To do:
Show each line of the items below that contains the word "pelican", copying every such line in full.

Data:
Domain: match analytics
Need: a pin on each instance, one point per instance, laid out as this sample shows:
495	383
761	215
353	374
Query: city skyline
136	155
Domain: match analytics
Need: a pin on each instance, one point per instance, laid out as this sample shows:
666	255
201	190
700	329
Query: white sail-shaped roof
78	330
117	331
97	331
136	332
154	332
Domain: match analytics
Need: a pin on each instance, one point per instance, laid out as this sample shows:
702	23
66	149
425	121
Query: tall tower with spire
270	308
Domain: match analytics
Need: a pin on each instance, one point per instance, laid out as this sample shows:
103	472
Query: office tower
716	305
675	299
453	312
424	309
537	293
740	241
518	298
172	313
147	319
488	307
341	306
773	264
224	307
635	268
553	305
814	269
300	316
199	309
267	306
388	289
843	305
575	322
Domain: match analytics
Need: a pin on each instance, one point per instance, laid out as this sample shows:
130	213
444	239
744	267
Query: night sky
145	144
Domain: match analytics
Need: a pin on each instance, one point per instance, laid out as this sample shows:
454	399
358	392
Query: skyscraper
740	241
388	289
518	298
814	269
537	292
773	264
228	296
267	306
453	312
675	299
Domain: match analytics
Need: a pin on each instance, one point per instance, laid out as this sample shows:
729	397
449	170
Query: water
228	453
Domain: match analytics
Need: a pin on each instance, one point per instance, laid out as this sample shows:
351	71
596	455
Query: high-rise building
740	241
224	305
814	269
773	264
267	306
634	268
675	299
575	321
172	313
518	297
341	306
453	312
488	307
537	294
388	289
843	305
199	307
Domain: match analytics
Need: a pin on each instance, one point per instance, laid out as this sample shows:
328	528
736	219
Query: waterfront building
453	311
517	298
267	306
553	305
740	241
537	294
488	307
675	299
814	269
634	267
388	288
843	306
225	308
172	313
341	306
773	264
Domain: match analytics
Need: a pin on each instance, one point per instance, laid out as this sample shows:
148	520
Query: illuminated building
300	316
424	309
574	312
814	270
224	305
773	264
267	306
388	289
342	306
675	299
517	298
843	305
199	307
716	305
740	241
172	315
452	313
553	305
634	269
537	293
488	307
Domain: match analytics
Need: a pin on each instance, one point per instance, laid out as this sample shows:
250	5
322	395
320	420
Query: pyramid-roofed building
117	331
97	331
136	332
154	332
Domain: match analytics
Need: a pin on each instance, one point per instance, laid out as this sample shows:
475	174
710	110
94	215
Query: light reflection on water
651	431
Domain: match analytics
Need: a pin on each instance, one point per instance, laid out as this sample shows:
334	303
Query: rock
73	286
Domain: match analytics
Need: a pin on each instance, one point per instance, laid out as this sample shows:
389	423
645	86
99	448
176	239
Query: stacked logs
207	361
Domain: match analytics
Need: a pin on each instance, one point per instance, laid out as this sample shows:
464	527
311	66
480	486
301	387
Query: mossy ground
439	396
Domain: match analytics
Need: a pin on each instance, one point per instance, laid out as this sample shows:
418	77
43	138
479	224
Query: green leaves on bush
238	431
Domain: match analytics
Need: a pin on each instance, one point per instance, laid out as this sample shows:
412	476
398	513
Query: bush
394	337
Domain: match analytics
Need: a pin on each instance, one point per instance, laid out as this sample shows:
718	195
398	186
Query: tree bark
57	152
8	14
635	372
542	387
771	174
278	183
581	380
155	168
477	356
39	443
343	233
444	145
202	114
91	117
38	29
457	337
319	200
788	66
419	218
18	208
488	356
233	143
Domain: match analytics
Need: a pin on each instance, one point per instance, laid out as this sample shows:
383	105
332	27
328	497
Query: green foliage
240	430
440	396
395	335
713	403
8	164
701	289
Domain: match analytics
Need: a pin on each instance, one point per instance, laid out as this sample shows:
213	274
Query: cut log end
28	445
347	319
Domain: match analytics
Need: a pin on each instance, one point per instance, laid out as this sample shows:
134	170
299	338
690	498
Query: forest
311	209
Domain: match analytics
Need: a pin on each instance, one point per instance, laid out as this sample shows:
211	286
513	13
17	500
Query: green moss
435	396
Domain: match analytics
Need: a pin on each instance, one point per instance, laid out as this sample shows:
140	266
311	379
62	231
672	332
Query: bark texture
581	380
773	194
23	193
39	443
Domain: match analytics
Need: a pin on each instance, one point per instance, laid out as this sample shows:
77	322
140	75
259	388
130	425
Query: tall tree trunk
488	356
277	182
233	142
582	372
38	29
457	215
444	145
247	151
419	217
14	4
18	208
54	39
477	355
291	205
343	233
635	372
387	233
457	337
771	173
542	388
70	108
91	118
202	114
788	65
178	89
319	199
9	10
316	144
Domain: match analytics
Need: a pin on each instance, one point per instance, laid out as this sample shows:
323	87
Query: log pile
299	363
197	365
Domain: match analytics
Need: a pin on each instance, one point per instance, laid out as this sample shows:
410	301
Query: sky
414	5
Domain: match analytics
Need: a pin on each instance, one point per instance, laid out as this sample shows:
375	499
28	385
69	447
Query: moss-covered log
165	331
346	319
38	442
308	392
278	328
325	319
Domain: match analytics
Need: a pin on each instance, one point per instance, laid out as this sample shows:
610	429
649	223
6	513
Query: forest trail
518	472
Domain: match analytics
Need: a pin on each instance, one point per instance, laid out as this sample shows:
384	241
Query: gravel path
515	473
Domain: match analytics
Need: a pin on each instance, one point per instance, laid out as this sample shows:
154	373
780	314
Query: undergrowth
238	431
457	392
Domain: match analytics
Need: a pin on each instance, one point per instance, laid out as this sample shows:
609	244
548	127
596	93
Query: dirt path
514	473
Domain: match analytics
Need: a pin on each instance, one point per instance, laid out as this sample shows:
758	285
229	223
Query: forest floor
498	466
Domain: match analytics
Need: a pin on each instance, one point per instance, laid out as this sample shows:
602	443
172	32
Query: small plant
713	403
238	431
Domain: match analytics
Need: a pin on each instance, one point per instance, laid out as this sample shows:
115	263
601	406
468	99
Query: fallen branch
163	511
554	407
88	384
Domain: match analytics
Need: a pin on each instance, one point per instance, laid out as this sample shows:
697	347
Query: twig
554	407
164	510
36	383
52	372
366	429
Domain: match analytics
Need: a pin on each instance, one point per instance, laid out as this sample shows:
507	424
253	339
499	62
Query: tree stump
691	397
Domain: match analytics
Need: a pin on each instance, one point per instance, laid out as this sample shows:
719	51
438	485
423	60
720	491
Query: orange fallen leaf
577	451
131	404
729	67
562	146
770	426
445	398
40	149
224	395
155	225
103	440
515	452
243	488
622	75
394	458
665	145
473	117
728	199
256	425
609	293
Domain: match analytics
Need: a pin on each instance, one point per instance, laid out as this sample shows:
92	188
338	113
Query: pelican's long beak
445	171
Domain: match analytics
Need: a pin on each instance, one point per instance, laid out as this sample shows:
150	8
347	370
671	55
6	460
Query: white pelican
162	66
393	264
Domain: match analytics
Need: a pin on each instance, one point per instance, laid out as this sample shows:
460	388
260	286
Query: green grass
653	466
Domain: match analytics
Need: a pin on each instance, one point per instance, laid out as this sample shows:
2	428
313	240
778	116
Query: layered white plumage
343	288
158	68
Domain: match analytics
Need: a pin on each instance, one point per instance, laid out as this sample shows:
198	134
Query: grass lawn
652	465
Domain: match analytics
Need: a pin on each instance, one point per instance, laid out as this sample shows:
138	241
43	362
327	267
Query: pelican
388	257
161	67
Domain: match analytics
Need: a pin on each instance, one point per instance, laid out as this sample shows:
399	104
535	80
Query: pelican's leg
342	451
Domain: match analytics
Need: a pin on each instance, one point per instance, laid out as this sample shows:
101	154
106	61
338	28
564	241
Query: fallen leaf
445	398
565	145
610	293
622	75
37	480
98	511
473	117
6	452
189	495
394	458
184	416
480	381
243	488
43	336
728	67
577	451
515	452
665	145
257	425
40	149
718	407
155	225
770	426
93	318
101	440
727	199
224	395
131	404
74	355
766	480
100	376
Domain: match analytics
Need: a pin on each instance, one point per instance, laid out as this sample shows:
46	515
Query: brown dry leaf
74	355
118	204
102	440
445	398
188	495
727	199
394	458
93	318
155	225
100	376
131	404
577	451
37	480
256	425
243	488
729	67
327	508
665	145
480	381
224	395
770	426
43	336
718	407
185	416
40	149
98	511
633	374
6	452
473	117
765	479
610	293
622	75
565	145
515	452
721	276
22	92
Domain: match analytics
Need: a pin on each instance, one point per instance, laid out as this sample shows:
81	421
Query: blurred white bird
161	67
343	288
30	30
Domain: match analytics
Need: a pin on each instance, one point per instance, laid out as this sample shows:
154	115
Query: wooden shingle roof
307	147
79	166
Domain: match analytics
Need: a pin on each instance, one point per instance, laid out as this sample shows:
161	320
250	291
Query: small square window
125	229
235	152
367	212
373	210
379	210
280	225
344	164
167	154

Output below:
Query: pelican's long beak
Query: white pelican
Query: pelican
Query: pelican's leg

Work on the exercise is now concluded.